*** MATERIAL PROVIDED Section Begins ***
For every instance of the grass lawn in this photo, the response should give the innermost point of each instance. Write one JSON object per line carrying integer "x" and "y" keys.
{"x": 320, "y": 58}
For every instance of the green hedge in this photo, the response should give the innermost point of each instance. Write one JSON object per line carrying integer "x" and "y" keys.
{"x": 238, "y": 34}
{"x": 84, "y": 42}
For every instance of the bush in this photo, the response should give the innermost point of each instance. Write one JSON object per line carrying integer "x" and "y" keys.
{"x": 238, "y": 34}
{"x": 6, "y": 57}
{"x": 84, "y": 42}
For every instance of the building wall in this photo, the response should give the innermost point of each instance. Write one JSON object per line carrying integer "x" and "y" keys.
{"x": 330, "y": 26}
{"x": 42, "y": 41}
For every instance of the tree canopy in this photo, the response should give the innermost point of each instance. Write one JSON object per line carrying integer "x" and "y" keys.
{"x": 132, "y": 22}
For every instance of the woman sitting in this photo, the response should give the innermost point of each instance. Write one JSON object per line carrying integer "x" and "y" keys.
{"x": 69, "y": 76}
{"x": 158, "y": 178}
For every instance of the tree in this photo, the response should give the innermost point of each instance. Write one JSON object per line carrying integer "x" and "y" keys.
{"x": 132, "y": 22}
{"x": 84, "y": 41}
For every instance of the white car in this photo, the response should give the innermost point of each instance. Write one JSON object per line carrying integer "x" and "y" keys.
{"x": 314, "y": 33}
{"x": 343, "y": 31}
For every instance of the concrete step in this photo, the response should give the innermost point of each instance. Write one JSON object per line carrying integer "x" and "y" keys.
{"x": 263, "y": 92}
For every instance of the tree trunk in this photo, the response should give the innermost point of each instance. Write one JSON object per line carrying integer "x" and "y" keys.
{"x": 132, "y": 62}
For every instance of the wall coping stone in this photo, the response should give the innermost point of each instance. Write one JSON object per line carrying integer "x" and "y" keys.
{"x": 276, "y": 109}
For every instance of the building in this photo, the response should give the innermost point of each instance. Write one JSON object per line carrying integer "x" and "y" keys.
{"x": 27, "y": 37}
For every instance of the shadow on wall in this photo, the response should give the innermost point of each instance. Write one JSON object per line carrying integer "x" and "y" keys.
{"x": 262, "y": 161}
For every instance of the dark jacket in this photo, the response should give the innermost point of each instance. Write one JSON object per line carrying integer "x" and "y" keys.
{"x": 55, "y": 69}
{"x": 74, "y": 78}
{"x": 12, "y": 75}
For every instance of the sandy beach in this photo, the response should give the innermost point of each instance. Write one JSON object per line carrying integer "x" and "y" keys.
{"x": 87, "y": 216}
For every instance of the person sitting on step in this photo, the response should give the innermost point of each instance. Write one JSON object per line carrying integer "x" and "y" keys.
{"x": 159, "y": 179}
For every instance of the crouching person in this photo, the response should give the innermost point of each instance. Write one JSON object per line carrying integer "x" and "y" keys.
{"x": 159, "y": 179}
*** MATERIAL PROVIDED Section Ends ***
Output the records in full. Match them exactly.

For every instance of the grass lawn in this photo, the response should give the innermost point of each instance. Write one JSON object per line carrying integer "x" and "y" keys.
{"x": 320, "y": 58}
For every instance of the green hedge in this photo, the response should give the innermost point of each instance. Write one JSON object per line carrying integer "x" and "y" keys.
{"x": 238, "y": 34}
{"x": 84, "y": 42}
For every instance of the bush in this photo, the response should give the innermost point of each instance. Write one JSON object per line carrying integer "x" and "y" keys.
{"x": 238, "y": 34}
{"x": 6, "y": 57}
{"x": 84, "y": 42}
For every instance of the building wall in this photo, the response should give the innermost point of each instance. Write one JSON object per line carrying integer "x" and "y" keys.
{"x": 330, "y": 26}
{"x": 42, "y": 41}
For every instance of the tree canopy in this photo, the response should give the innermost point of each instance. Write one JSON object per line carrying integer "x" and "y" keys.
{"x": 132, "y": 22}
For every instance of the woman sitting in this photo, the response should give the innermost point of each instance. Write one JSON object per line carrying integer "x" and "y" keys.
{"x": 69, "y": 76}
{"x": 158, "y": 178}
For every instance of the tree in this photo, the response should give the innermost point of each instance. Write one JSON object per line carrying integer "x" and "y" keys.
{"x": 132, "y": 22}
{"x": 84, "y": 41}
For every instance of the white car in this photo, the response should give the innermost point of each instance. Write one JSON object per line carrying integer "x" and "y" keys.
{"x": 314, "y": 33}
{"x": 343, "y": 31}
For every instance of the concrete step in this photo, the response should give the innermost point of each instance. Write one JSON object per line carrying integer "x" and "y" keys.
{"x": 263, "y": 92}
For every instance of the tree trunk in this photo, the response should give the innermost point of each instance. Write one JSON object per line carrying integer "x" and "y" keys.
{"x": 132, "y": 62}
For every instance of the wall coping stone in this photo, the response should give the innermost point of each instance. Write one JSON object per line carrying integer "x" and "y" keys.
{"x": 276, "y": 109}
For every instance of the building in this photo, the response should give the innermost point of each instance. Write one JSON object per line carrying integer "x" and "y" keys.
{"x": 27, "y": 37}
For every instance of the shadow on wall in this photo, the response should give the innermost point of each instance. Write one JSON object per line carrying integer "x" and "y" keys.
{"x": 262, "y": 161}
For every instance of the dark jacket in this photo, the response should give the innermost point of each instance. Write one JSON object per line carrying integer "x" and "y" keys.
{"x": 55, "y": 69}
{"x": 74, "y": 78}
{"x": 12, "y": 75}
For every instance of the sandy beach in this photo, the response should give the innermost point of each instance. Write one JSON object per line carrying integer "x" and "y" keys.
{"x": 87, "y": 216}
For every instance of the person sitting on step in this photo, the response should give the innermost point of each instance. Write one JSON object per line carrying integer "x" and "y" keys.
{"x": 159, "y": 179}
For every instance of the crouching person in this photo, the response should give the innermost point of each instance. Write one JSON object per line carrying integer "x" and "y" keys.
{"x": 159, "y": 179}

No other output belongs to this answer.